Items from a data source:
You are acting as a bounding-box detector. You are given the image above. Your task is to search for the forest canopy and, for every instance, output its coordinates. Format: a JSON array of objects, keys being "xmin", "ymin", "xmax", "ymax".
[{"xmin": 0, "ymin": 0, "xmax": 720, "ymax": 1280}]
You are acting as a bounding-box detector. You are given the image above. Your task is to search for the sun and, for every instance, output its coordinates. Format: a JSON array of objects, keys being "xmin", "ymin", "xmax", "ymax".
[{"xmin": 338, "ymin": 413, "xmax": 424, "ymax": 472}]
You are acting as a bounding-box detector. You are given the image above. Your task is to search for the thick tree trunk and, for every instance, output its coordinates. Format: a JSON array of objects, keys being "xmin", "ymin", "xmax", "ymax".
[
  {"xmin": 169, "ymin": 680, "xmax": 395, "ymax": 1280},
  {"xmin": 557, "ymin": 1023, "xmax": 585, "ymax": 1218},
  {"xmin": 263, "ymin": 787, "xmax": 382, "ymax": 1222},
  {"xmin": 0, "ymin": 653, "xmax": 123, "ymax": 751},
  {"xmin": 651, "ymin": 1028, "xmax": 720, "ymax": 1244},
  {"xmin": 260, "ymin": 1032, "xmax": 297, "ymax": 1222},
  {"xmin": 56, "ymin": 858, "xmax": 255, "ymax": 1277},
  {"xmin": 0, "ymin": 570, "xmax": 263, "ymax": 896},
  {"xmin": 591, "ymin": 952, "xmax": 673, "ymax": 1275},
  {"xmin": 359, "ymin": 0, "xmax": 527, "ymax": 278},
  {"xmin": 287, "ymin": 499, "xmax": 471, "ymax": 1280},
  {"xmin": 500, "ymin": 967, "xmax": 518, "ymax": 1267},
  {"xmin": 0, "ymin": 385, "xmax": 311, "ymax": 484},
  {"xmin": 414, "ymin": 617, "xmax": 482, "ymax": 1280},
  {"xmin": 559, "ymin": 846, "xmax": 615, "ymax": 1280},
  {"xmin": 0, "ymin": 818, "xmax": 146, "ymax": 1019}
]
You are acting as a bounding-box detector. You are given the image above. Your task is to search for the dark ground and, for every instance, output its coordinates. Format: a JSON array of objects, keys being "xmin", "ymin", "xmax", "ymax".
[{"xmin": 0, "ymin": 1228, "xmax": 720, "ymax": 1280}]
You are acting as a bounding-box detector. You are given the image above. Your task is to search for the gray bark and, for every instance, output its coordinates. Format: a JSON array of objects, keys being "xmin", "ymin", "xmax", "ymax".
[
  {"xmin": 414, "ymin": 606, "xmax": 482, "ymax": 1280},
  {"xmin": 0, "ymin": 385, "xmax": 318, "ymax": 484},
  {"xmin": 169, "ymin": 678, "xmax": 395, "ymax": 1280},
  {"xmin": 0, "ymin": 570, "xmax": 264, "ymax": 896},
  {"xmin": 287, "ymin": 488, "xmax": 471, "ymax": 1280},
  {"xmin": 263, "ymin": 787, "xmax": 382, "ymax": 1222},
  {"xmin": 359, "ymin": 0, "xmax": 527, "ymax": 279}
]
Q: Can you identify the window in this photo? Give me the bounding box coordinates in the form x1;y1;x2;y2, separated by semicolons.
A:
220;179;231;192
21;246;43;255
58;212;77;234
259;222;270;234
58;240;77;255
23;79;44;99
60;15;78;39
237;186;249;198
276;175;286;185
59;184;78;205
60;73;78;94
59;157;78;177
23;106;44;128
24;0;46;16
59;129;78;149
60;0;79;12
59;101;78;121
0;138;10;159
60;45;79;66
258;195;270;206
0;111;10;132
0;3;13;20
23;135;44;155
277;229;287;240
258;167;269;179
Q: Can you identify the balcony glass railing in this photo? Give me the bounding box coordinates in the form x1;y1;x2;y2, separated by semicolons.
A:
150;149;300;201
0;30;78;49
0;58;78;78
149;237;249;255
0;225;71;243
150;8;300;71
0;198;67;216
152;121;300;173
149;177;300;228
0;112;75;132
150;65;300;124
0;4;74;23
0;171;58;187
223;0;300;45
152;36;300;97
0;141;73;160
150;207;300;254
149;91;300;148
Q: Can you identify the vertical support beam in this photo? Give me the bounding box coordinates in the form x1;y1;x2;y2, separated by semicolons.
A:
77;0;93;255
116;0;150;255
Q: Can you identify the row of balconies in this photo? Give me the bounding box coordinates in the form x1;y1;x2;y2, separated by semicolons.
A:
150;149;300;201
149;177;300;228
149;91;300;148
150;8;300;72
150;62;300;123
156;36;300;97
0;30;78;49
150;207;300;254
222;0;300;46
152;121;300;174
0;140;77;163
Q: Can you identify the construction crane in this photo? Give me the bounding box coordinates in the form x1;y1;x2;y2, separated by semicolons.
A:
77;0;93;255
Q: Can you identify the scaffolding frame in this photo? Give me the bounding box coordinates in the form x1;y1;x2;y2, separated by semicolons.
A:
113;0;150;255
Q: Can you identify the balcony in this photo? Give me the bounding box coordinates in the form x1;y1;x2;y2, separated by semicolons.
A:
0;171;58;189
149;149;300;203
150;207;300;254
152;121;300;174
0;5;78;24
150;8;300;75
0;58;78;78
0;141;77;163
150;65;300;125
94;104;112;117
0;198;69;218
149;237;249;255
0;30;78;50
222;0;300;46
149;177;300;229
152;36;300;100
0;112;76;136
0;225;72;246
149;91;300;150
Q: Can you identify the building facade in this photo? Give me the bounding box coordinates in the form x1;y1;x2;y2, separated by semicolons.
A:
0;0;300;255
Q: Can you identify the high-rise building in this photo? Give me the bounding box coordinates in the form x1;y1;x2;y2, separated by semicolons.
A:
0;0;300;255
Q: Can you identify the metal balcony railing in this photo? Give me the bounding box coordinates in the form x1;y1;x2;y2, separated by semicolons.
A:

• **Work instructions**
Please rewrite the records from the line with "Q: Can you identify the vertical" up to and including the line with "116;0;150;255", changing "support beam" to "column" and leaving everything else unchanged.

• **Result**
Q: Can you identify the vertical column in this photo? Give me the bounding box coordinates in the form x1;y1;x2;y2, separated by semicolons.
A:
77;0;93;255
116;0;150;255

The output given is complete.